## PAGE EXCERPT
Technical analysis of a real compromise: how a misconfigured Docker setup combined with a critical flaw in Umami v2 allowed the injection of a cryptominer.
The Accidental Exposure: The Trap of Port 3000
In the world of self-hosting, using Docker greatly facilitates the deployment of tools like Umami for web statistics. However, a classic beginner's mistake (or haste) is to map the application port directly to the public interface of the machine. By using a rule like 3000:3000 in your configuration file, you're asking Docker to open this port on all network interfaces, including the internet.
Attackers use automated scanning tools like Shodan or Censys to spot these exposed services. An Umami instance with its port open in this way becomes an immediate target. Once access is gained, the attacker can exploit the service's weaknesses to inject commands and gain control of the container, and potentially the underlying Linux host.
The Critical Umami v2 Flaw
Beyond mere network exposure, the Umami v2 application suffered from critical documented vulnerabilities, notably injection and authentication bypass issues (as discussed on the Umami GitHub). These flaws allow a remote attacker to execute arbitrary code on the server without even needing a valid account. This is the ideal entry point for a botnet.

## SOURCE MATERIAL
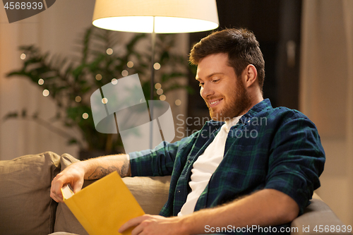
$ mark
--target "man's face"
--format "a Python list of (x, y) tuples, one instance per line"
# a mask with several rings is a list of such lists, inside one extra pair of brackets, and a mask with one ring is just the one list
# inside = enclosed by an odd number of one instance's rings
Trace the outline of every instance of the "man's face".
[(206, 102), (211, 119), (227, 119), (244, 114), (251, 107), (251, 99), (240, 78), (228, 66), (226, 54), (215, 54), (202, 59), (196, 80), (200, 94)]

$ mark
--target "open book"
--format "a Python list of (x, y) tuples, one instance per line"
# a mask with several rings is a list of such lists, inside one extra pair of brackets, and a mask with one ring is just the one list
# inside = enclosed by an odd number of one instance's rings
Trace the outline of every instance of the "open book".
[[(64, 202), (90, 235), (121, 234), (118, 229), (129, 219), (145, 214), (116, 171), (77, 193), (61, 188)], [(131, 230), (122, 234), (131, 234)]]

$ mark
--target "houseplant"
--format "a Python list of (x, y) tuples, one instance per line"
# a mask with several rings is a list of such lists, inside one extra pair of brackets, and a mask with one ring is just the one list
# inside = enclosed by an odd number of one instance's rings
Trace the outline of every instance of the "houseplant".
[[(35, 45), (20, 47), (25, 59), (21, 68), (11, 71), (7, 77), (24, 78), (40, 86), (54, 101), (56, 112), (50, 120), (44, 120), (35, 110), (16, 110), (4, 119), (35, 121), (67, 138), (68, 144), (78, 145), (81, 150), (98, 152), (98, 155), (121, 152), (119, 134), (104, 134), (95, 130), (90, 97), (113, 78), (121, 78), (121, 74), (138, 73), (146, 100), (150, 100), (150, 44), (145, 34), (134, 34), (123, 42), (121, 35), (116, 32), (91, 27), (78, 44), (79, 58), (74, 59), (43, 53)], [(181, 88), (192, 92), (189, 86), (178, 82), (179, 78), (187, 76), (189, 65), (185, 56), (172, 52), (174, 43), (172, 35), (157, 37), (155, 59), (160, 69), (155, 73), (155, 80), (162, 84), (164, 94)], [(153, 95), (158, 98), (155, 92)], [(53, 125), (54, 121), (60, 121), (64, 128)], [(81, 138), (66, 134), (65, 128), (78, 130)]]

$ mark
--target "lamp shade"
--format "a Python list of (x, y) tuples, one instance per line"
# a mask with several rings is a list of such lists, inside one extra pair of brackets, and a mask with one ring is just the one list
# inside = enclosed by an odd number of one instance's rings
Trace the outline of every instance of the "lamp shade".
[(92, 24), (152, 32), (153, 20), (156, 33), (206, 31), (219, 25), (215, 0), (96, 0)]

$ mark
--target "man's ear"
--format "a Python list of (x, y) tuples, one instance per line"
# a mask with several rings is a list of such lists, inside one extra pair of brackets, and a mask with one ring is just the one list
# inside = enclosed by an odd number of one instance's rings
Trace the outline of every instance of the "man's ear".
[(252, 86), (258, 78), (258, 71), (252, 64), (249, 64), (243, 71), (243, 83), (246, 88)]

## EXERCISE INSTRUCTIONS
1 > List every named software product, platform, or service in the Umami compromise text.
2 > Write out the Umami compromise text again, starting with "Technical analysis of" and going on through "of a cryptominer.", with "misconfigured" swapped for "poorly configured".

## TASK ANSWERS
1 > Docker, Umami, Shodan, Censys, GitHub, Linux

2 >
Technical analysis of a real compromise: how a poorly configured Docker setup combined with a critical flaw in Umami v2 allowed the injection of a cryptominer.